[Phrase grounding data]
##############################

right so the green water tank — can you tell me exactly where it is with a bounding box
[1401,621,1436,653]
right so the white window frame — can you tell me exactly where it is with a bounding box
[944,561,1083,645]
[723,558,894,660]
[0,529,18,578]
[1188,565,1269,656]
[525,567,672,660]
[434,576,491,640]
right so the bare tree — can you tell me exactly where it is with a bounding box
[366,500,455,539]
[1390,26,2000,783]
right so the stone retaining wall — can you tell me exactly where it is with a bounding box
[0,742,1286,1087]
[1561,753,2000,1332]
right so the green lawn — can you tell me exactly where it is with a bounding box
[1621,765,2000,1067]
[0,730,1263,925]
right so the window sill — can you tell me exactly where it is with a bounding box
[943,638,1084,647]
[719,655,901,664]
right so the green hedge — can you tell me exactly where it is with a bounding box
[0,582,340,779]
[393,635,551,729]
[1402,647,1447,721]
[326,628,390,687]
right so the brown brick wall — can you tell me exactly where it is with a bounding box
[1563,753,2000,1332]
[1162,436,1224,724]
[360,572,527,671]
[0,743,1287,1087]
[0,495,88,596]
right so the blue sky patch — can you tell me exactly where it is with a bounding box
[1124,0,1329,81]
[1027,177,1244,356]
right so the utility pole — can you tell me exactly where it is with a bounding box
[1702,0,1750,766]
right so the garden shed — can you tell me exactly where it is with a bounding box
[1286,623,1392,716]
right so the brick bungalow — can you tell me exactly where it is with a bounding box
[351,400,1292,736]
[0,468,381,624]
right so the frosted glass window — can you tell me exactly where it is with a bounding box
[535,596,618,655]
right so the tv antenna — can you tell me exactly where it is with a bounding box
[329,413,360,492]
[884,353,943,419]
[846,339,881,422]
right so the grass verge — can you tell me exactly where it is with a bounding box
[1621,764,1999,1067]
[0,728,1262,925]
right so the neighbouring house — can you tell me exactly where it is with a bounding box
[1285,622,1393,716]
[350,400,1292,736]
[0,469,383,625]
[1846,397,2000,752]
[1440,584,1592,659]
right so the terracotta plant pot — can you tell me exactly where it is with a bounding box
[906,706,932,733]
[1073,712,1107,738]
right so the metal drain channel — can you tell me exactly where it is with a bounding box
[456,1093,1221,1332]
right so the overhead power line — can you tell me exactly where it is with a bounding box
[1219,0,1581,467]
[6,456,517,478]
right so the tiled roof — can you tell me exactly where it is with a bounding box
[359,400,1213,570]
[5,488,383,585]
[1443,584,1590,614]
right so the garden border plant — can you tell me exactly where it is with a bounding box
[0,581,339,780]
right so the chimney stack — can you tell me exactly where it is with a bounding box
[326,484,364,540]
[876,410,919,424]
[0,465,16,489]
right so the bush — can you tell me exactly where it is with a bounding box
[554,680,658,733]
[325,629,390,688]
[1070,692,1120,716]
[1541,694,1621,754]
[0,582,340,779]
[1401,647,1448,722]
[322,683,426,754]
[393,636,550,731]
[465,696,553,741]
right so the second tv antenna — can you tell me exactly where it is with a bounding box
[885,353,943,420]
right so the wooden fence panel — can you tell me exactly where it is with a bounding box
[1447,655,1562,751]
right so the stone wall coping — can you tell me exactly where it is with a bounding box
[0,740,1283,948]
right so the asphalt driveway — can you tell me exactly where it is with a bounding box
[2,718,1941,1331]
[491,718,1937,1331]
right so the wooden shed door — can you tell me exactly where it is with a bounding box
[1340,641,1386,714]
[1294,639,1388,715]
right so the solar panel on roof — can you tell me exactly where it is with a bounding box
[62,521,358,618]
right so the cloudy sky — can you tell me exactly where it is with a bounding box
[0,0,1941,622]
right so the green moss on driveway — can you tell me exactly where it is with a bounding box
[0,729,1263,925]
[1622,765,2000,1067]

##############################

**WORK INSTRUCTION**
Which lines run from the one containing "right so the green moss" to the end of the entries above? Print them exactly, both ends included, and nothing else.

**ANSWER SECTION**
right so the green moss on driveway — can you tell me exactly where it is with a bounding box
[0,729,1263,925]
[1622,765,2000,1067]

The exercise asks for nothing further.